MATERIALS PROVIDED:

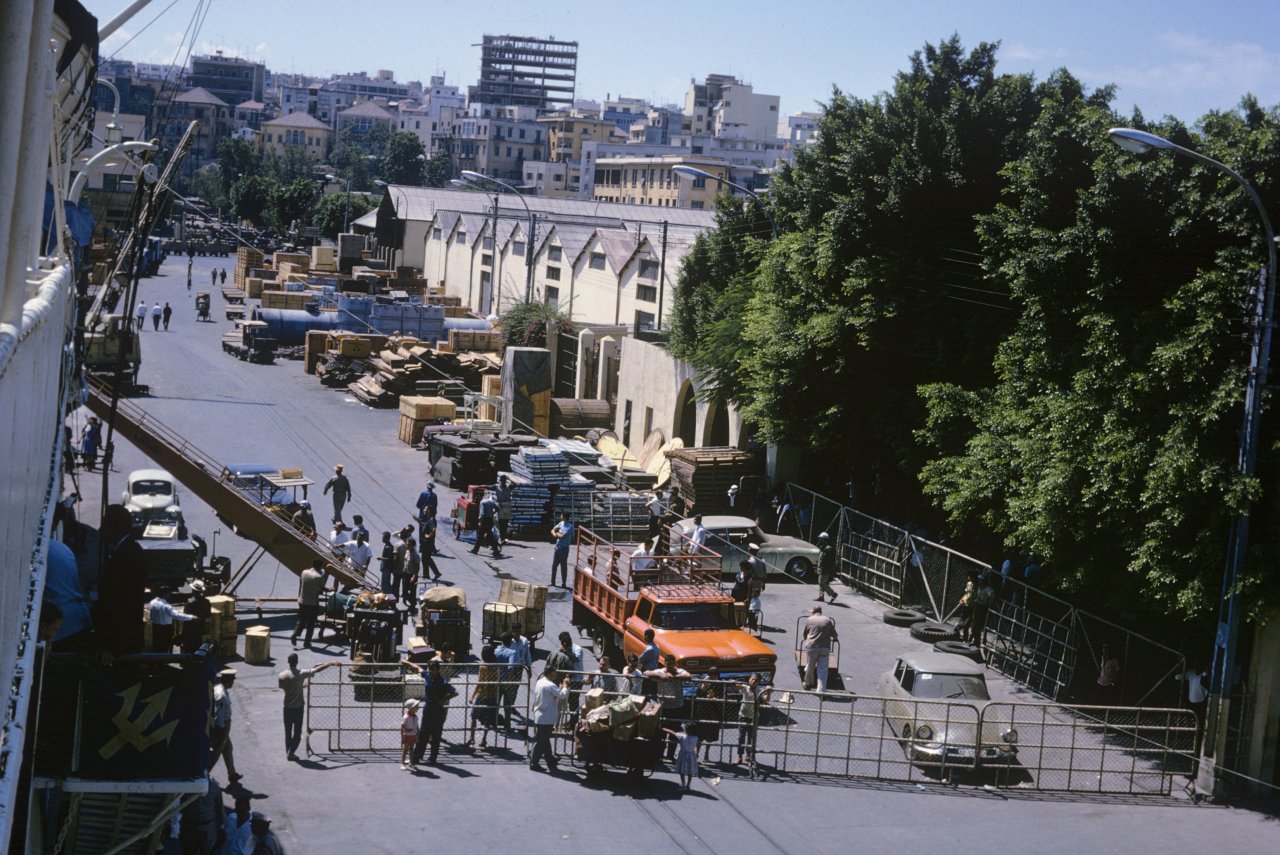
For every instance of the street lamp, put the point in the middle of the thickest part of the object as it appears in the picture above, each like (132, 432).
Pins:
(1221, 676)
(478, 178)
(346, 210)
(690, 172)
(400, 232)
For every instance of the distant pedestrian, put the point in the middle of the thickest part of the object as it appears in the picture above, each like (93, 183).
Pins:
(310, 584)
(547, 702)
(563, 535)
(826, 567)
(220, 736)
(293, 681)
(686, 762)
(408, 731)
(819, 634)
(341, 488)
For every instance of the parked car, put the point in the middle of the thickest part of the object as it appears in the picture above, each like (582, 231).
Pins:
(731, 536)
(933, 702)
(151, 493)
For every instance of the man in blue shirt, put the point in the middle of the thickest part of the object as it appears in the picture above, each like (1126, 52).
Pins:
(563, 534)
(437, 694)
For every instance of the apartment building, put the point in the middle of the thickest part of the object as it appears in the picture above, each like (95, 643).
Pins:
(300, 131)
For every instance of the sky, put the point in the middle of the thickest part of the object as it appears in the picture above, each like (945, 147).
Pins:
(1169, 58)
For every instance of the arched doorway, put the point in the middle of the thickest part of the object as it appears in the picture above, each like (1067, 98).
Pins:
(716, 428)
(686, 415)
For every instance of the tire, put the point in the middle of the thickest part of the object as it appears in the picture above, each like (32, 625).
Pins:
(904, 617)
(800, 568)
(960, 649)
(932, 631)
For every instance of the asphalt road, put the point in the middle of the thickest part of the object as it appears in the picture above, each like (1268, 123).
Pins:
(362, 801)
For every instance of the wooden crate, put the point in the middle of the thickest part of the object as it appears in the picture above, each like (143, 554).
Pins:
(411, 429)
(428, 407)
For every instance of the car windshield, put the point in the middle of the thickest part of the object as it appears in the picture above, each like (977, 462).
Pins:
(950, 686)
(691, 616)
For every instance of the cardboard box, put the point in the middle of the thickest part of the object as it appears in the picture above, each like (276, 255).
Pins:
(426, 407)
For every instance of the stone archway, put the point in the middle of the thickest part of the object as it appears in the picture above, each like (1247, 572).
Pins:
(716, 426)
(686, 415)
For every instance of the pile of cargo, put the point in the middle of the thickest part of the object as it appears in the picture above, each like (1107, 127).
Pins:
(700, 476)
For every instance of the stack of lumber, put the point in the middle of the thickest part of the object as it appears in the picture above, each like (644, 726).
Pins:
(702, 476)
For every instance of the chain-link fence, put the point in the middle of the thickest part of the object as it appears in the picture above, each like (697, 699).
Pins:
(359, 708)
(1033, 638)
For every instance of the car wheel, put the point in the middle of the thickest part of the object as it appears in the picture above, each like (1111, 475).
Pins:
(904, 617)
(799, 568)
(960, 649)
(933, 631)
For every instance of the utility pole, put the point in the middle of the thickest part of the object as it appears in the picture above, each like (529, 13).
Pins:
(662, 275)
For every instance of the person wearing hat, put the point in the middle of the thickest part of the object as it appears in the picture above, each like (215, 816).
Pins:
(408, 731)
(220, 736)
(341, 488)
(304, 520)
(200, 609)
(293, 680)
(826, 567)
(757, 571)
(256, 836)
(310, 584)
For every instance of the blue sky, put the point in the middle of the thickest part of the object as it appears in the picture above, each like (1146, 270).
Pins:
(1170, 58)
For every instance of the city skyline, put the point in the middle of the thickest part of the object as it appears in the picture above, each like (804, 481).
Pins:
(1165, 59)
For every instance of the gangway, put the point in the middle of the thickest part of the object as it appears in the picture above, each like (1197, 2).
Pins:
(205, 478)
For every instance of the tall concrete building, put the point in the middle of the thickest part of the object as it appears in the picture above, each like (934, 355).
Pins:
(522, 71)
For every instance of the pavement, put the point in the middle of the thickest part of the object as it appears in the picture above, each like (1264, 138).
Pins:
(275, 414)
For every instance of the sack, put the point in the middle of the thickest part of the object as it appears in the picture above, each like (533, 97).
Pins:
(444, 598)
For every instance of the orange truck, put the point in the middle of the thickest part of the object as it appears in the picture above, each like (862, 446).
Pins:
(616, 598)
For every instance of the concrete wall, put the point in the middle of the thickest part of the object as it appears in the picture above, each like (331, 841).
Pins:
(656, 384)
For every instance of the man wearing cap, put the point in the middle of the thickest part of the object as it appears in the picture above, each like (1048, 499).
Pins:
(310, 584)
(220, 737)
(826, 567)
(341, 488)
(257, 837)
(819, 634)
(757, 571)
(293, 680)
(200, 609)
(304, 520)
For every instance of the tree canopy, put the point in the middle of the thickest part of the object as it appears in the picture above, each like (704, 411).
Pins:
(978, 302)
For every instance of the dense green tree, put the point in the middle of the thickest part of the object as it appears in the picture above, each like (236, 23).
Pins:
(254, 199)
(1107, 443)
(403, 160)
(328, 214)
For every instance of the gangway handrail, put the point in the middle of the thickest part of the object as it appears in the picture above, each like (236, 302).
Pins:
(202, 475)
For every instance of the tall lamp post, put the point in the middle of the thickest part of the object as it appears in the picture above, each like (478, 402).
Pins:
(690, 172)
(478, 178)
(1221, 676)
(400, 232)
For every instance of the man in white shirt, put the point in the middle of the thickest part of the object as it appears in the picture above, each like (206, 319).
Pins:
(548, 698)
(163, 616)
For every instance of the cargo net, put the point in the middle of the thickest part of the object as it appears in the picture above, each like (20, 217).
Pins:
(357, 708)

WORK REQUIRED: Reproduce the listing from the line containing "For every instance of the dense" through its end, decreasing each pin coordinate by 99 and leaving all other text, including the sample coordinates, unchanged.

FULL RESPONSE:
For every instance of the dense green tree, put the point in the middle of the thickest part of the object as it appears in the picture above, each like (236, 23).
Pins:
(155, 100)
(1008, 344)
(304, 61)
(229, 115)
For every instance of the gangway handrail, put the point in the middle of the thickest part of the object as it appears in the picture above, each like (236, 302).
Pins:
(103, 376)
For every instance of the tall lamp post, put the point in the middle of the thickest part of the object as it appears in the picture above, each like (478, 402).
Pins:
(591, 73)
(379, 79)
(1122, 577)
(301, 133)
For every instance of the man in white shirt, put the point in the middle of the thickest part of the object as it appears in the picture above, each like (206, 319).
Pins:
(449, 599)
(64, 517)
For every instance of the cargo net, put the point in the middle of the thickest part of the object as it appears in the picture above, each like (20, 217).
Pins:
(258, 609)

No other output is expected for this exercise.